## Brano da leggere:
___

9 ' di letturadi Mario Djuninski

È davvero possibile stravolgere la propria vita solamente per passione verso una squadra di calcio? La risposta è sì…è possibile… e questa è la mia incredibile storia d’amore con il Liverpool FC.

Mi chiamo Mario Djuninski e sono un ragazzo nato in Bulgaria nel maggio del 1989, ma cresciuto principalmente in Italia, precisamente ad Anzio. Sono tifoso del Liverpool da quando ricordo di esistere. Questo è uno di quegli amori a prima vista, perché la prima volta che ho visto il Liverpool giocare me ne sono innamorato perdutamente ed è stato come se avessi sempre tifato per quella squadra, amato quei giocatori e ammirato quel colore rosso fuoco che mi scorreva nelle vene.

___

(Voci per individuare oggetti nominati)
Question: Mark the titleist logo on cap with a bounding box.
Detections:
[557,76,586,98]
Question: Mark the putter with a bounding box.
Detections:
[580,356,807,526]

___

## Esercizi scritti:
1 - Elenca tutti i nomi di paesi e di città che compaiono nel brano, escluso il nome della squadra di calcio.
2 - Secondo il brano, in quale mese e in quale anno è nato Mario Djuninski?
3 - Trascrivi dal brano il passo che comincia con "È davvero possibile" e prosegue fino a "scorreva nelle vene.".

## Risposte in ordine:
1 - Bulgaria, Italia, Anzio

2 - Nel maggio del 1989.

3 -
È davvero possibile stravolgere la propria vita solamente per passione verso una squadra di calcio? La risposta è sì…è possibile… e questa è la mia incredibile storia d’amore con il Liverpool FC.

Mi chiamo Mario Djuninski e sono un ragazzo nato in Bulgaria nel maggio del 1989, ma cresciuto principalmente in Italia, precisamente ad Anzio. Sono tifoso del Liverpool da quando ricordo di esistere. Questo è uno di quegli amori a prima vista, perché la prima volta che ho visto il Liverpool giocare me ne sono innamorato perdutamente ed è stato come se avessi sempre tifato per quella squadra, amato quei giocatori e ammirato quel colore rosso fuoco che mi scorreva nelle vene.